Task objective:
Revise the records below by replacing every occurrence of "snug bounding box" with "tight bounding box", changing nothing else, and leave the pictures out of your answer.

[Image entries for named regions]
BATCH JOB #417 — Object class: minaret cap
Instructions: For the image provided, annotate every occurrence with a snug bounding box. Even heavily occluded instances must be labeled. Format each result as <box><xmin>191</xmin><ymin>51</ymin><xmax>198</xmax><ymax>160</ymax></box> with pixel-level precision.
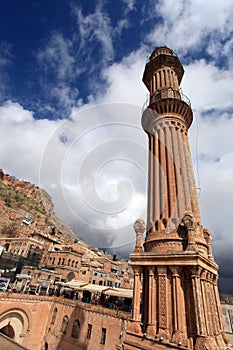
<box><xmin>149</xmin><ymin>46</ymin><xmax>173</xmax><ymax>60</ymax></box>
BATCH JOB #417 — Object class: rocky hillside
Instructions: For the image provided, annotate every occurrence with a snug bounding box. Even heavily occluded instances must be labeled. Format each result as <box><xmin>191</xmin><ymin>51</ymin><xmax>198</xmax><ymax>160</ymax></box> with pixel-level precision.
<box><xmin>0</xmin><ymin>170</ymin><xmax>78</xmax><ymax>239</ymax></box>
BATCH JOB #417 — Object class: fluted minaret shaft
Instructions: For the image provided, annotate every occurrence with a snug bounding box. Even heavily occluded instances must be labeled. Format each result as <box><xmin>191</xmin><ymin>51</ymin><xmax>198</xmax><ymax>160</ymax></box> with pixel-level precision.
<box><xmin>142</xmin><ymin>47</ymin><xmax>203</xmax><ymax>251</ymax></box>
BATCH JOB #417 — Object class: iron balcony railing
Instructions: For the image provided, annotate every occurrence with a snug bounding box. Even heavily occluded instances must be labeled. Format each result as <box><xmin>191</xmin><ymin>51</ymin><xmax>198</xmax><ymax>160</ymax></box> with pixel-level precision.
<box><xmin>142</xmin><ymin>88</ymin><xmax>191</xmax><ymax>112</ymax></box>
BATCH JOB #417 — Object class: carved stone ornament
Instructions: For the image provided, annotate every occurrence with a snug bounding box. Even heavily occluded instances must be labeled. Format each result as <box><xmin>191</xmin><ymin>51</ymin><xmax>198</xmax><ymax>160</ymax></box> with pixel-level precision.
<box><xmin>182</xmin><ymin>211</ymin><xmax>197</xmax><ymax>230</ymax></box>
<box><xmin>133</xmin><ymin>219</ymin><xmax>146</xmax><ymax>234</ymax></box>
<box><xmin>194</xmin><ymin>337</ymin><xmax>211</xmax><ymax>350</ymax></box>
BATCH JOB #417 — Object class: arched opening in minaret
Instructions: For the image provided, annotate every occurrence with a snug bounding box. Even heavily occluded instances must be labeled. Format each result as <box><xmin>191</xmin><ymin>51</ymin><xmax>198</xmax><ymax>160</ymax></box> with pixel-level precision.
<box><xmin>0</xmin><ymin>324</ymin><xmax>15</xmax><ymax>339</ymax></box>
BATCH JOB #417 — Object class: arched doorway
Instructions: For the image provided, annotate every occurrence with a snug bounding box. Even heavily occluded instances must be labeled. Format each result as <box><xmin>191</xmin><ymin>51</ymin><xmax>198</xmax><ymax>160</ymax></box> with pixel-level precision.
<box><xmin>0</xmin><ymin>308</ymin><xmax>29</xmax><ymax>344</ymax></box>
<box><xmin>0</xmin><ymin>324</ymin><xmax>15</xmax><ymax>339</ymax></box>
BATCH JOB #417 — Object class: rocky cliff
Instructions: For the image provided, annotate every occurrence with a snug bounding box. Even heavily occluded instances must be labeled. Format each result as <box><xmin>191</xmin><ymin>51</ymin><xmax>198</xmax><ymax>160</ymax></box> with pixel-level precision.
<box><xmin>0</xmin><ymin>170</ymin><xmax>78</xmax><ymax>239</ymax></box>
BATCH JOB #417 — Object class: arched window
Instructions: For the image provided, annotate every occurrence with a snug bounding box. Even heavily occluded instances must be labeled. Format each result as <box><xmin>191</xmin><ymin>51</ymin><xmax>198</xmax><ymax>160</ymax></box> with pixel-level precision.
<box><xmin>5</xmin><ymin>243</ymin><xmax>10</xmax><ymax>252</ymax></box>
<box><xmin>61</xmin><ymin>315</ymin><xmax>69</xmax><ymax>333</ymax></box>
<box><xmin>71</xmin><ymin>320</ymin><xmax>80</xmax><ymax>338</ymax></box>
<box><xmin>51</xmin><ymin>307</ymin><xmax>57</xmax><ymax>324</ymax></box>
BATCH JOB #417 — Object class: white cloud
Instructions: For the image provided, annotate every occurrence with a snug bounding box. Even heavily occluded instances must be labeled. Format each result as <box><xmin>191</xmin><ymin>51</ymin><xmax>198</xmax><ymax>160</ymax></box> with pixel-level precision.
<box><xmin>72</xmin><ymin>2</ymin><xmax>114</xmax><ymax>65</ymax></box>
<box><xmin>0</xmin><ymin>101</ymin><xmax>60</xmax><ymax>184</ymax></box>
<box><xmin>148</xmin><ymin>0</ymin><xmax>233</xmax><ymax>59</ymax></box>
<box><xmin>182</xmin><ymin>59</ymin><xmax>233</xmax><ymax>111</ymax></box>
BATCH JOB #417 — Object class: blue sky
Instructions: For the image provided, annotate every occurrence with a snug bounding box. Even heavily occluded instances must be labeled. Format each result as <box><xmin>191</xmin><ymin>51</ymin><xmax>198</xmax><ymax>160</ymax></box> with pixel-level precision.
<box><xmin>0</xmin><ymin>0</ymin><xmax>233</xmax><ymax>293</ymax></box>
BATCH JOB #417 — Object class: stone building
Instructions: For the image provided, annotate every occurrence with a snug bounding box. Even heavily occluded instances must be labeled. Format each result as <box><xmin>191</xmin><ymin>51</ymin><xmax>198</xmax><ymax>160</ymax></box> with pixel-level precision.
<box><xmin>125</xmin><ymin>47</ymin><xmax>228</xmax><ymax>350</ymax></box>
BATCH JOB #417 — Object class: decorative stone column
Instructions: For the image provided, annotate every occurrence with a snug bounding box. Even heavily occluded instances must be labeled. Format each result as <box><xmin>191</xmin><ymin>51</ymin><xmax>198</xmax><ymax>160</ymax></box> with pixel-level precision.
<box><xmin>182</xmin><ymin>211</ymin><xmax>198</xmax><ymax>251</ymax></box>
<box><xmin>133</xmin><ymin>219</ymin><xmax>146</xmax><ymax>253</ymax></box>
<box><xmin>130</xmin><ymin>266</ymin><xmax>142</xmax><ymax>333</ymax></box>
<box><xmin>146</xmin><ymin>266</ymin><xmax>156</xmax><ymax>335</ymax></box>
<box><xmin>157</xmin><ymin>266</ymin><xmax>169</xmax><ymax>338</ymax></box>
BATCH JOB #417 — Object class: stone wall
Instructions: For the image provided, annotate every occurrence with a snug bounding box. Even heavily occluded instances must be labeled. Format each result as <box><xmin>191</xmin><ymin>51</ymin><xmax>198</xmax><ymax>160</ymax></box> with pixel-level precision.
<box><xmin>0</xmin><ymin>293</ymin><xmax>131</xmax><ymax>350</ymax></box>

Exercise answer:
BATCH JOB #417 — Object class: minaret cap
Instructions: For the image provided, annotate every occurrence with a tight bounding box. Even heavily occluded instances must be labeled. Format each result as <box><xmin>191</xmin><ymin>51</ymin><xmax>198</xmax><ymax>160</ymax></box> with pixel-level precision.
<box><xmin>149</xmin><ymin>46</ymin><xmax>173</xmax><ymax>60</ymax></box>
BATCH JOB #417 — Object class: rocky hillside
Instructions: For the image provided, annotate every occurrence with a tight bounding box. Even heavily occluded instances must be labeled. Format each result as <box><xmin>191</xmin><ymin>51</ymin><xmax>198</xmax><ymax>160</ymax></box> with pixel-level precision.
<box><xmin>0</xmin><ymin>170</ymin><xmax>78</xmax><ymax>239</ymax></box>
BATCH JOB #417 — Object class: fluted minaret shaft
Instructions: For the image provided, annotate every occurrence with a tight bounding box. Even heavily occluded instances must be labeled. Format each result as <box><xmin>191</xmin><ymin>51</ymin><xmax>198</xmax><ymax>160</ymax></box> with pixel-level precision.
<box><xmin>142</xmin><ymin>47</ymin><xmax>203</xmax><ymax>251</ymax></box>
BATCH JOB #417 — Object class: iron balcony railing
Instructions: For the image provided, annotate every occurrence with a tight bounding box. Even heavily occluded instances must be labeled. Format each result as <box><xmin>191</xmin><ymin>51</ymin><xmax>198</xmax><ymax>160</ymax></box> with pixel-level precision.
<box><xmin>142</xmin><ymin>88</ymin><xmax>191</xmax><ymax>112</ymax></box>
BATCH JOB #417 — Object class: carved stone ornament
Instructions: For the image provided, annotate every occurrence with a tight bounding box. Even heavily occluded instances must be labeled. Format each result as <box><xmin>191</xmin><ymin>51</ymin><xmax>198</xmax><ymax>160</ymax></box> with pixel-level precision.
<box><xmin>182</xmin><ymin>211</ymin><xmax>197</xmax><ymax>230</ymax></box>
<box><xmin>133</xmin><ymin>219</ymin><xmax>146</xmax><ymax>234</ymax></box>
<box><xmin>194</xmin><ymin>337</ymin><xmax>211</xmax><ymax>350</ymax></box>
BATCH JOB #417 — Object class: arched opening in minaret
Instructions: For the image provided, annotate every occurrence with a tight bounding box. Even heavily occluded instances must be labeled. Format each result as <box><xmin>191</xmin><ymin>51</ymin><xmax>198</xmax><ymax>160</ymax></box> with pixel-level precision.
<box><xmin>0</xmin><ymin>324</ymin><xmax>15</xmax><ymax>339</ymax></box>
BATCH JOB #417 — Object class: arched doorway
Instructions: For the image provided, annotate every occurrence with a tight bounding box. Even heavily occluded instances must be labeled. Format each result as <box><xmin>191</xmin><ymin>51</ymin><xmax>198</xmax><ymax>160</ymax></box> with pixel-level precision.
<box><xmin>0</xmin><ymin>308</ymin><xmax>29</xmax><ymax>344</ymax></box>
<box><xmin>0</xmin><ymin>324</ymin><xmax>15</xmax><ymax>339</ymax></box>
BATCH JOB #417 — Object class: rocky cliff
Instructions: For the image provided, annotate every occurrence with a tight bounding box. Even heavily occluded instances must be labeled. Format each result as <box><xmin>191</xmin><ymin>51</ymin><xmax>198</xmax><ymax>160</ymax></box> with pixel-level precision.
<box><xmin>0</xmin><ymin>170</ymin><xmax>78</xmax><ymax>239</ymax></box>
BATCH JOB #417 — Object class: arched window
Instructions: For the image provided, annotate every occurrence with a tight bounding box. Even heavily occluded instances must be labeled. Format each result as <box><xmin>191</xmin><ymin>51</ymin><xmax>198</xmax><ymax>160</ymax></box> with pixel-level precision.
<box><xmin>5</xmin><ymin>243</ymin><xmax>10</xmax><ymax>252</ymax></box>
<box><xmin>61</xmin><ymin>315</ymin><xmax>69</xmax><ymax>333</ymax></box>
<box><xmin>71</xmin><ymin>320</ymin><xmax>80</xmax><ymax>338</ymax></box>
<box><xmin>51</xmin><ymin>307</ymin><xmax>57</xmax><ymax>324</ymax></box>
BATCH JOB #417 — Object class: white cloud
Instructions: For the image provided, annotate every occurrence with a tight bounding box. Even heavily occluded instances must be labeled. Format each result as <box><xmin>191</xmin><ymin>51</ymin><xmax>198</xmax><ymax>160</ymax></box> with pixel-level precision.
<box><xmin>72</xmin><ymin>2</ymin><xmax>114</xmax><ymax>65</ymax></box>
<box><xmin>0</xmin><ymin>101</ymin><xmax>60</xmax><ymax>184</ymax></box>
<box><xmin>148</xmin><ymin>0</ymin><xmax>233</xmax><ymax>59</ymax></box>
<box><xmin>182</xmin><ymin>59</ymin><xmax>233</xmax><ymax>111</ymax></box>
BATCH JOB #417 — Object class: blue sky
Instructions: For the image provided, annotate every occurrence with a tight bounding box. Even heavily occluded instances must be labeled. Format each result as <box><xmin>191</xmin><ymin>51</ymin><xmax>198</xmax><ymax>160</ymax></box> with pixel-level precision.
<box><xmin>0</xmin><ymin>0</ymin><xmax>233</xmax><ymax>293</ymax></box>
BATCH JOB #417 — Object class: stone building
Instructions: For the image provided, annotate every occurrence with a tight bounding box. Even heavily occluded instances must be labeled. Format each result as <box><xmin>191</xmin><ymin>51</ymin><xmax>198</xmax><ymax>160</ymax></box> with pixel-level precision.
<box><xmin>125</xmin><ymin>47</ymin><xmax>228</xmax><ymax>350</ymax></box>
BATCH JOB #417 — Object class: decorative stone column
Instructions: For the image provided, annotate every occurrence with a tight bounding box. Even heavily occluded instances must be labeled. Format each result as <box><xmin>191</xmin><ymin>51</ymin><xmax>198</xmax><ymax>160</ymax></box> with pixel-level precision.
<box><xmin>182</xmin><ymin>211</ymin><xmax>198</xmax><ymax>251</ymax></box>
<box><xmin>133</xmin><ymin>219</ymin><xmax>146</xmax><ymax>253</ymax></box>
<box><xmin>130</xmin><ymin>266</ymin><xmax>142</xmax><ymax>333</ymax></box>
<box><xmin>146</xmin><ymin>266</ymin><xmax>156</xmax><ymax>335</ymax></box>
<box><xmin>157</xmin><ymin>266</ymin><xmax>169</xmax><ymax>338</ymax></box>
BATCH JOB #417 — Object class: stone wall
Instructions: For the image provided, annotate every occurrence with a tight bounding box. Even heavily occluded instances must be labeled. Format each result as <box><xmin>191</xmin><ymin>51</ymin><xmax>198</xmax><ymax>160</ymax></box> with pixel-level precision.
<box><xmin>0</xmin><ymin>293</ymin><xmax>131</xmax><ymax>350</ymax></box>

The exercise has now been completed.